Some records
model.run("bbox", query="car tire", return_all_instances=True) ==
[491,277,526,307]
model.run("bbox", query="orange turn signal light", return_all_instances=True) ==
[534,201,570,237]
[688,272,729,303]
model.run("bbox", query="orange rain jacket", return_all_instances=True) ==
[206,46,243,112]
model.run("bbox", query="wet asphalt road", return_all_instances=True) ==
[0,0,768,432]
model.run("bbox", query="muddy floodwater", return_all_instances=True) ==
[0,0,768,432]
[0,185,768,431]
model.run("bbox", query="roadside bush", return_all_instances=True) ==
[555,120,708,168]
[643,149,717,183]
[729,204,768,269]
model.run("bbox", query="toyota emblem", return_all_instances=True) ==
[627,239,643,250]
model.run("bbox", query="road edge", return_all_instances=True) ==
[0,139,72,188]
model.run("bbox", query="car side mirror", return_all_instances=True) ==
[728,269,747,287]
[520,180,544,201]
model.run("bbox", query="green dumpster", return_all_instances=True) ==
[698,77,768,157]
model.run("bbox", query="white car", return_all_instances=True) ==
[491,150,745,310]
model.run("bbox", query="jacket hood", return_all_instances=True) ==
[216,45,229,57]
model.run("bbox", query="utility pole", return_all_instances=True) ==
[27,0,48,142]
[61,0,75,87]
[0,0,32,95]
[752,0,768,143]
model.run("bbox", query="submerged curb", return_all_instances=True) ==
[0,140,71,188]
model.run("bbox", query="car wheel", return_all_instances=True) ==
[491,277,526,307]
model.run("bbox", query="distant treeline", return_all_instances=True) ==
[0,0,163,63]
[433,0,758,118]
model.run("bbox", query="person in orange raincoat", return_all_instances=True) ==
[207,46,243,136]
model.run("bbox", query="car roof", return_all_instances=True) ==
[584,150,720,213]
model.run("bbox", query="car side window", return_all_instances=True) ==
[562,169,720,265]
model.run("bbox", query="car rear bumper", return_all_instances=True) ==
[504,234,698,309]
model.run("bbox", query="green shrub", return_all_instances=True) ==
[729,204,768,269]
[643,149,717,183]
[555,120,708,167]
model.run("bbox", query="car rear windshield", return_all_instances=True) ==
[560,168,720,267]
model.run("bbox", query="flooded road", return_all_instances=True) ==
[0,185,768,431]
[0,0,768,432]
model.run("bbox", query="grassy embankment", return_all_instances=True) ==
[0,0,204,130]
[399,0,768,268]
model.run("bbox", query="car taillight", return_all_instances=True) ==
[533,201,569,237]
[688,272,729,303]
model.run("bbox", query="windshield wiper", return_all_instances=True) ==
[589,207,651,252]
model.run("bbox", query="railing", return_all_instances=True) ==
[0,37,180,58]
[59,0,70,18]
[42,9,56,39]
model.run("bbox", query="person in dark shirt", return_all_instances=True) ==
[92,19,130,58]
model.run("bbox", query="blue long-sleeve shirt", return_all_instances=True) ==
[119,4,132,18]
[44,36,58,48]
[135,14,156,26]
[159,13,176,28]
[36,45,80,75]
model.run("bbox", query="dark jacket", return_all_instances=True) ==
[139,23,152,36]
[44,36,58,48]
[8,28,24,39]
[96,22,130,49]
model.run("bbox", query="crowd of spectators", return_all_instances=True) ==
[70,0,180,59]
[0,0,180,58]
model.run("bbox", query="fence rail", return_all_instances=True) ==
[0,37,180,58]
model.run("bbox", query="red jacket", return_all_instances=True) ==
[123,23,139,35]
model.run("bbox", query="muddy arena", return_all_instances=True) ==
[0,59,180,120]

## What this task involves
Reproduce every line above without any changes.

## Response to the exercise
model.run("bbox", query="car tire", return_all_instances=True) ==
[491,277,526,307]
model.run("bbox", query="orange turn signal light", return_all_instances=True) ==
[534,201,570,237]
[688,272,729,303]
model.run("bbox", query="orange rain jacket", return_all_instances=True) ==
[206,46,243,112]
model.run("bbox", query="wet asphalt road", return_all_instances=True) ==
[0,0,768,432]
model.run("bbox", query="muddy floodwater", return_all_instances=True) ==
[0,0,768,432]
[0,185,768,431]
model.run("bbox", query="roadside bush", return_all_instances=True) ==
[555,120,708,168]
[643,149,717,183]
[729,204,768,269]
model.run("bbox", query="toyota emblem", return_all_instances=True) ==
[627,239,643,250]
model.run("bbox", query="road edge", return_all_instances=True) ==
[0,139,72,188]
model.run("bbox", query="car side mirror", return_all_instances=True) ==
[728,269,747,287]
[520,180,544,201]
model.run("bbox", query="green dumpster", return_all_instances=True) ==
[698,77,768,157]
model.run("bbox", query="white car", return_all_instances=True) ==
[491,150,745,310]
model.run("bbox", query="jacket hood", return_all_instances=True) ==
[216,45,229,57]
model.run("bbox", query="utility pole", return_all_instances=True) ==
[27,0,48,142]
[61,0,75,87]
[0,0,32,95]
[752,0,768,143]
model.run("bbox", query="submerged curb", return_all_instances=True) ==
[0,140,71,188]
model.run("bbox", query="car wheel", return_all_instances=True) ==
[491,277,526,307]
model.run("bbox", query="distant treeline", return_all_instances=True) ==
[0,0,163,63]
[433,0,758,118]
model.run("bbox", query="person in orange raincoat", return_all_instances=True) ==
[207,46,243,136]
model.run("bbox", query="car roof", return_all_instances=True) ==
[584,150,720,213]
model.run("bbox", query="car side window", return_all_instances=True) ==
[562,169,720,265]
model.run("bbox", query="car rear bumper", return_all_instances=True) ==
[504,234,698,309]
model.run("bbox", query="green shrub", return_all_instances=True) ==
[729,204,768,269]
[643,149,717,183]
[555,120,708,167]
model.run("bbox", query="car rear windshield", return_all_instances=True) ==
[560,168,720,267]
model.run("bbox", query="flooded road", return_all_instances=True) ==
[0,185,768,431]
[0,0,768,432]
model.run("bbox", query="grassy embankment", return_all_instances=True) ==
[0,0,204,130]
[399,0,768,268]
model.run("bbox", query="car taillight", return_all_instances=True) ==
[533,201,569,237]
[688,272,729,303]
model.run("bbox", query="windshield wiper", return_all_instances=True) ==
[589,207,651,252]
model.run("bbox", query="railing", return_all_instances=True) ==
[0,37,180,58]
[59,0,70,18]
[42,9,56,39]
model.run("bbox", query="person in dark shirt", return_all_instances=True) ==
[92,19,130,58]
model.run("bbox", query="blue long-sleeve shirt", return_all_instances=True) ==
[119,4,132,18]
[44,36,58,48]
[135,14,156,26]
[159,13,176,28]
[36,45,80,75]
model.run("bbox", query="dark jacket", return_all_instances=True) ==
[139,23,152,36]
[44,36,58,48]
[8,28,24,39]
[96,22,130,49]
model.run("bbox", query="crowd of spectators", return_all_instances=True) ==
[70,0,180,59]
[0,0,180,58]
model.run("bbox", query="fence rail", return_all_instances=True) ==
[0,37,180,58]
model.run("bbox", query="red jacket", return_all_instances=True) ==
[123,23,139,35]
model.run("bbox", query="muddy arena", return_all_instances=True) ==
[0,59,180,120]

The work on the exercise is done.